• **INSTRUCTIONS FOR THE TASK**
The response should hold every record from the listing that follows, verbatim, and no pictures.

• **DATA RECORDS**
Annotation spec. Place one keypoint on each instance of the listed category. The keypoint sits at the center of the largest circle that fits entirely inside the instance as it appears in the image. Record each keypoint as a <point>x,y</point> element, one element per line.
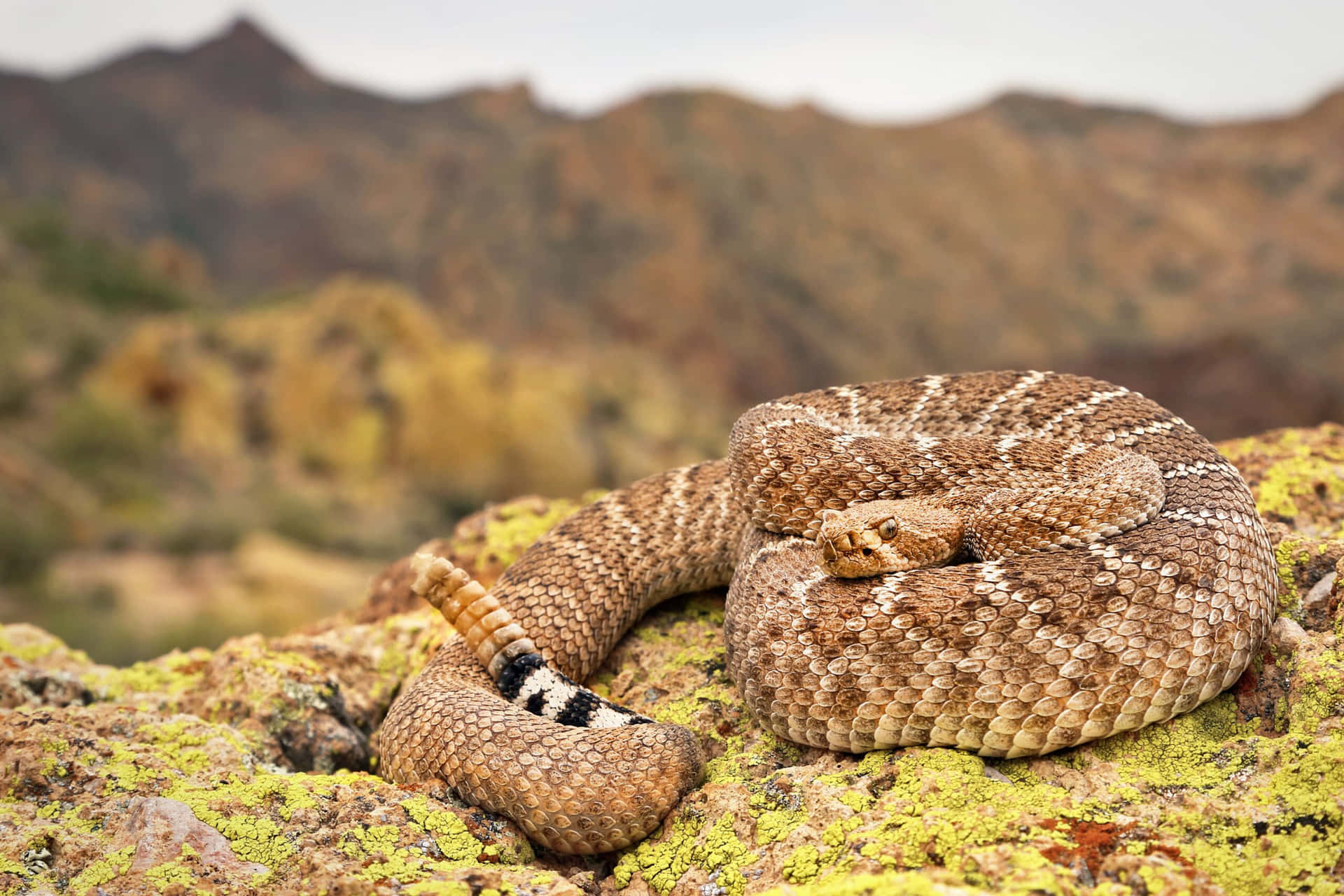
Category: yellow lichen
<point>1202,748</point>
<point>660,862</point>
<point>102,871</point>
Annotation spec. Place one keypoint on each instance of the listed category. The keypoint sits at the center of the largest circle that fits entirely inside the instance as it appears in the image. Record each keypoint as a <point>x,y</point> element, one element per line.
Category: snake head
<point>889,536</point>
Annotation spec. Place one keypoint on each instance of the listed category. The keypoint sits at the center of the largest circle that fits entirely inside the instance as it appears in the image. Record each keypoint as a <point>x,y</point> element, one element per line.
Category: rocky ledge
<point>252,767</point>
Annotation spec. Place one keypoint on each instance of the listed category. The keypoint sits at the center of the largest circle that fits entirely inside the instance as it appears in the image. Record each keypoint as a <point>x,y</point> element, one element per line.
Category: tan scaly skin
<point>1135,580</point>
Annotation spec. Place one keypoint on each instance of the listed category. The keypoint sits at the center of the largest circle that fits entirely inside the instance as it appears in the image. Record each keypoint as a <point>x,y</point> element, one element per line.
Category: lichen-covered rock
<point>130,780</point>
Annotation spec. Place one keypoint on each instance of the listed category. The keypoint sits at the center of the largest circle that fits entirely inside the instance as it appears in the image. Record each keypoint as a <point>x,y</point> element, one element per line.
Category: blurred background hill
<point>261,332</point>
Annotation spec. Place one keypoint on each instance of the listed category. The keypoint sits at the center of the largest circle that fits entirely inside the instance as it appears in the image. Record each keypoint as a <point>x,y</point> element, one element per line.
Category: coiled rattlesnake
<point>1022,654</point>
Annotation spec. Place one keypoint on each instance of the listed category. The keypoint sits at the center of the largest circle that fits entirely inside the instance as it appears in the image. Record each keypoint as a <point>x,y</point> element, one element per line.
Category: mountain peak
<point>246,43</point>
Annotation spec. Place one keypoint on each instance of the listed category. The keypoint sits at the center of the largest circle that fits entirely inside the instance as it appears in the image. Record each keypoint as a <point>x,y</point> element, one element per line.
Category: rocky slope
<point>753,250</point>
<point>246,769</point>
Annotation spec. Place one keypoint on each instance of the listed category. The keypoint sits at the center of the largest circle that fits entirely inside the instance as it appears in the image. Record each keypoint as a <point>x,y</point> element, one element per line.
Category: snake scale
<point>1031,652</point>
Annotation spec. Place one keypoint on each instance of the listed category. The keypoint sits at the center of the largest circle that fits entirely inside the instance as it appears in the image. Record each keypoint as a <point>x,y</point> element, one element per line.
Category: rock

• **THE ANSWER**
Annotation spec. Place one keypoint on each instance of the listed category. The keypoint sits at the center of the largest circle that fits entirely inside the instance as it appears in the image. Record each keypoint as a <point>x,y</point> element, one element per line.
Category: yellow lichen
<point>1202,748</point>
<point>660,862</point>
<point>102,871</point>
Annotation spec. Place one keypoint on each instance of the listed category. The keypoint sits at the center of the largest circle that fits entirely inside the instance as it appears in the image. Record each keypoint as a <point>x,y</point> element, one element per line.
Category: snake head
<point>889,536</point>
Annotation spec. Place one keypoint on each instance of the listed category. The keypoint sits at the center of the largest circle that fits entirely inside the instance as it appears in the image. Record each keypoint as a <point>x,y</point> element, one element per line.
Category: rocky ledge
<point>252,767</point>
Annotation spec. Place one keypoint on each instance of the listed category. The keypoint sits at the center of the largest circle that fits entirely inside the instance as it appears in the image. Record each keypoint as a <point>x,y</point> element, one element per line.
Category: tan scaly skin
<point>1135,580</point>
Annotation spec. Place one keypoint on each instance of the listed category. The keypoint sits at the center of the largest circle that fits entirely inside the instance as it appears in the image. Record each keypoint as a <point>x,y</point> element, one element per line.
Category: lichen-covered rock
<point>130,780</point>
Annotation spec. Place one keypoint on each instance of the listed category. The keypoint sits at the center of the largest circle that fits entirely inside the instance as it appears in the image. Record each keypoint as a <point>x,y</point> element, one element per line.
Category: blurred background hill
<point>261,332</point>
Annotation spec. Place one keypoint on each instance of the listed category. The keypoint sits at the center of the largest circle that fits entirely inside the instance as it appears in the image. Record each keypoint as a <point>x,y</point> element, one element per line.
Category: coiled rattlesnake
<point>1022,654</point>
Annotation spec. Place one keypoint on each instance of the listed category. The keypoint sits at the center of the largest circle that fits entirely inside the instance as it appears in the image. Record each keypoint as a <point>x,y</point> element, one element per line.
Category: mountain peak
<point>246,43</point>
Annotation spec. Place one keypoint on each instance of the listed category. The keypoint sits at the center of the largest circle that fits entirely inside the instance as it appears in the image. Record each keypoint as a <point>x,y</point> element, one element per line.
Category: rocky slope
<point>753,250</point>
<point>246,769</point>
Annotation spec. Place one keypoint on each instance of the listed category. The keypoint sits at the center of the largest circle that fits entirely inside the instance as it appears in the image. Record each keypoint as a <point>x,y</point> element, one element per line.
Category: snake scale
<point>1031,652</point>
Annotation spec. Place one keypoint on each instance of the listed category. The keypoint sits at the center of the largest circle that fits entirely inside the instance as it appears in the image. Record each keypoint as a <point>x,y</point> element, one element per line.
Category: rock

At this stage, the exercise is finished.